:: Texto presentado ::

Anamaría Cofiño K. / La Cuerda

Hace rato que vengo insistiendo en que como sociedad necesitamos una terapia colectiva profunda que sane las heridas y el daño que llevamos en el corazón común. Nuestra historia ha determinado el carácter desconfiado, irresponsable, chistoso del chapín, personaje representativo de la identidad ladina, sumatoria de características asociadas al daño que impiden el avance de procesos constructivos. Ese comportamiento inducido por la cultura dominante es una enfermedad adquirida, una personalidad inculcada a través de pedagogías de violencia, racismo e injusticia estructural que repercuten en las abismales desigualdades. Las masivas violaciones a niñas, los golpes diarios, torturas y asesinatos de mujeres, la falta de condiciones para desarrollarse, sumadas al deterioro y destrucción del entorno natural, constituyen el medio adverso que marca a miles de seres frustrados que lo que quieren es largarse de este infierno para recuperar la esperanza.

:::
:: Entradas seleccionadas ::

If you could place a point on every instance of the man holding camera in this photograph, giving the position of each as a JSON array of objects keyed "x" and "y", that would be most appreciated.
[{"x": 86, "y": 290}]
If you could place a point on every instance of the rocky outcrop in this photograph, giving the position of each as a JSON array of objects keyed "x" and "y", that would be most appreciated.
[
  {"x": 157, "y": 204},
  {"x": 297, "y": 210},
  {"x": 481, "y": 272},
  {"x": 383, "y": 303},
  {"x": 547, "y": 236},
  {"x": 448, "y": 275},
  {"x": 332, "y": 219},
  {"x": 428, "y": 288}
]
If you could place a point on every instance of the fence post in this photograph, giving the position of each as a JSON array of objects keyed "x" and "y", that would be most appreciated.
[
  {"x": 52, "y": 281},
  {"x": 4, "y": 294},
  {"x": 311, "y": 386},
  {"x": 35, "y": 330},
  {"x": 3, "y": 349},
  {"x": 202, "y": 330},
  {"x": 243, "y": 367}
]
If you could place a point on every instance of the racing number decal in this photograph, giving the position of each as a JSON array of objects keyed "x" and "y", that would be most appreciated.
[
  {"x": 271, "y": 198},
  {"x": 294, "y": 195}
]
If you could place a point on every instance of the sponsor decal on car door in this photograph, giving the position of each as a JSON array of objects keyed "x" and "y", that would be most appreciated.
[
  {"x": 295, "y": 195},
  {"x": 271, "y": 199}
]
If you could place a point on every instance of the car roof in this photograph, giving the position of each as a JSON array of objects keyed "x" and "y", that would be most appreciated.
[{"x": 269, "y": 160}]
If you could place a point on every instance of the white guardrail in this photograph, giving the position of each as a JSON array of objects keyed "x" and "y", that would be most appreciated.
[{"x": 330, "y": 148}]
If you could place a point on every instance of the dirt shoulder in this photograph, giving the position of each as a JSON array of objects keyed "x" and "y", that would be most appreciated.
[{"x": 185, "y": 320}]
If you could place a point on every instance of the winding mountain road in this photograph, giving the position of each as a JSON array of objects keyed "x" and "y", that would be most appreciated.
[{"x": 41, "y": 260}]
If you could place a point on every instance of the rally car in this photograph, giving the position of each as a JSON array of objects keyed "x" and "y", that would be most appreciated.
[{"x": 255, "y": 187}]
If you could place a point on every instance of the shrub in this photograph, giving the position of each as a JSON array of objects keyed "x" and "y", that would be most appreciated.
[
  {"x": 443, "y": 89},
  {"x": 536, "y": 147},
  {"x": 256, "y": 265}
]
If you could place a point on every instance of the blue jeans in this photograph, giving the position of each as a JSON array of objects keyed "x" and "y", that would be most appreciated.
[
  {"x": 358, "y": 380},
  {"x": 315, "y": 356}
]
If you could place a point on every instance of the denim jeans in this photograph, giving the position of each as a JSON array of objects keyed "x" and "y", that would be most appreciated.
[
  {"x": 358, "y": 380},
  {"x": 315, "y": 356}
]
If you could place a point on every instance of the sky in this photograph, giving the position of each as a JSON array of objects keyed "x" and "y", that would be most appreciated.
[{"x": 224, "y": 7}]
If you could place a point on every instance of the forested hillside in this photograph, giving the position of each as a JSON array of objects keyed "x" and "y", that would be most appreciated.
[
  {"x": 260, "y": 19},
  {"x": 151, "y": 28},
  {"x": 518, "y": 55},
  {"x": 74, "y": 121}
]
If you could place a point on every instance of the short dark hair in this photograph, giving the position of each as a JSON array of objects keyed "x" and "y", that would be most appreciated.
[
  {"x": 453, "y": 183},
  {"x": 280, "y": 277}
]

:::

• [Enunciado del ejercicio]: Reproduzca íntegramente y sin alteración alguna el texto sobre la terapia colectiva que necesita la sociedad. No es necesario consultar las entradas.

• [Resultado obtenido]:
Anamaría Cofiño K. / La Cuerda

Hace rato que vengo insistiendo en que como sociedad necesitamos una terapia colectiva profunda que sane las heridas y el daño que llevamos en el corazón común. Nuestra historia ha determinado el carácter desconfiado, irresponsable, chistoso del chapín, personaje representativo de la identidad ladina, sumatoria de características asociadas al daño que impiden el avance de procesos constructivos. Ese comportamiento inducido por la cultura dominante es una enfermedad adquirida, una personalidad inculcada a través de pedagogías de violencia, racismo e injusticia estructural que repercuten en las abismales desigualdades. Las masivas violaciones a niñas, los golpes diarios, torturas y asesinatos de mujeres, la falta de condiciones para desarrollarse, sumadas al deterioro y destrucción del entorno natural, constituyen el medio adverso que marca a miles de seres frustrados que lo que quieren es largarse de este infierno para recuperar la esperanza.